■ **Цель задания**: Перепишите участок статьи от слов «Обложка книги.» до слов «российском штатном расписании.» включительно, заменив «оптимистом» на «спокойным».

━━ Фрагмент текста

[Начальная страница] [Карта сервера/Поиск] [Новости] [Форумы] [Книга гостей] [Публикации] [Книги]

Обложка книги.

Борис Вишневский

К демократии и обратно

Предвыборная президентская кампания-96 сегодня уже фактически началась. В прогнозах нет недостатка, но быть оптимистом трудно, учитывая эффект «левого уклона маятника», наблюдаемый в большинстве посткоммунистических стран Европы. Если он не обойдет нас стороной, то в президентское кресло сядет отнюдь не сторонник демократии и рыночной экономики (условно говоря, более вероятен спор не между Явлинским и Гайдаром, а между Лужковым и Руцким). И в этой ситуации представляется актуальным задуматься о самой президентской должности в российском штатном расписании.

Предметом настоящей статьи будут три суждения. Первое: введение президентского поста в России было не столько объективной необходимостью, сколько отражением сиюминутной политической конъюнктуры. Второе: отрицательные последствия этого решения (значительно превосходящие положительные) были закономерны и неизбежны. И третье: политическая стабилизация при сохранении демократического устройства общества возможна только при переходе к парламентской республике.

Еще в 1991-м было вполне очевидно, что президентский пост в России создается под вполне конкретного человека. Даже вернейшие его сторонники хорошо понимали, что на референдуме 17 марта 1991 года происходит «подмена понятий»: избиратели отвечали не на вопрос «Считаете ли вы необходимым введение поста Президента РСФСР, избираемого всенародным голосованием?», а на вопрос «Желаете ли вы, чтобы Борис Николаевич Ельцин был единоличным главой государства?» И точно так же, как первый вопрос референдума – о сохранении СССР – был нужен, в первую очередь, для удержания в составе государства республик Прибалтики, вопрос о российском президентстве прежде всего преследовал цель наделить Ельцина необходимыми полномочиями для борьбы с союзным центром. Но что же мы получили в результате учреждения невиданной ранее в России должности?

«Радикальные экономические и политические реформы», – скажут одни. Сформированное осенью-91 «гайдаровское» правительство решилось на смелый и отчаянный шаг – либерализацию цен, начало переход к миру нормальной экономики, когда заботой людей становится не «достать» товар в нескончаемой очереди, а заработать на него деньги. Демонтирована унаследованная от коммунистического режима и прикрывавшая его система «советской власти» и построена более работоспособная «исполнительная вертикаль». Наконец, появилась фигура главы государства, способного в нужные моменты без промедления принимать необходимые решения и брать на себя ответственность...

━━━━
━━ Выдержка из данных

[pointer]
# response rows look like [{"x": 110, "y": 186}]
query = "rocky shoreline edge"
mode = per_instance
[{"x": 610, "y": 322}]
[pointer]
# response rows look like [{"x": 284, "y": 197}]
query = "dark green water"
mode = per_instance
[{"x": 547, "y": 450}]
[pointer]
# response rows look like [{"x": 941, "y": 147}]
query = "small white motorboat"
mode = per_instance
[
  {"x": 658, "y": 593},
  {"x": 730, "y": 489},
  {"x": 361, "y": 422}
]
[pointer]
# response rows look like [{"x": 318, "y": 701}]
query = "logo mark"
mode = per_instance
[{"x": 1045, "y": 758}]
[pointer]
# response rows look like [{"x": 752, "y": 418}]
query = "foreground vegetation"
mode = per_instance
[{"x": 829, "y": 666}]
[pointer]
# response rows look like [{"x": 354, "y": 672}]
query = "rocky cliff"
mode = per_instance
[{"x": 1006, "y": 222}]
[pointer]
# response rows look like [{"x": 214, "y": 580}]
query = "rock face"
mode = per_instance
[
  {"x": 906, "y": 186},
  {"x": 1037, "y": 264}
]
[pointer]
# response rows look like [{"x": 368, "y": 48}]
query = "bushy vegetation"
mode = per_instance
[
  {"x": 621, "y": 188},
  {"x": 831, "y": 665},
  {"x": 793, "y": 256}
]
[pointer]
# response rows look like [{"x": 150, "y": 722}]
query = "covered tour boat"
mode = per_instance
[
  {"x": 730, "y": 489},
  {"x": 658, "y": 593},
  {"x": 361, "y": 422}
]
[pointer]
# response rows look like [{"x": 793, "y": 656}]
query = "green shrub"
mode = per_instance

━━━━

■ **Ответ**:
Обложка книги.

Борис Вишневский

К демократии и обратно

Предвыборная президентская кампания-96 сегодня уже фактически началась. В прогнозах нет недостатка, но быть спокойным трудно, учитывая эффект «левого уклона маятника», наблюдаемый в большинстве посткоммунистических стран Европы. Если он не обойдет нас стороной, то в президентское кресло сядет отнюдь не сторонник демократии и рыночной экономики (условно говоря, более вероятен спор не между Явлинским и Гайдаром, а между Лужковым и Руцким). И в этой ситуации представляется актуальным задуматься о самой президентской должности в российском штатном расписании.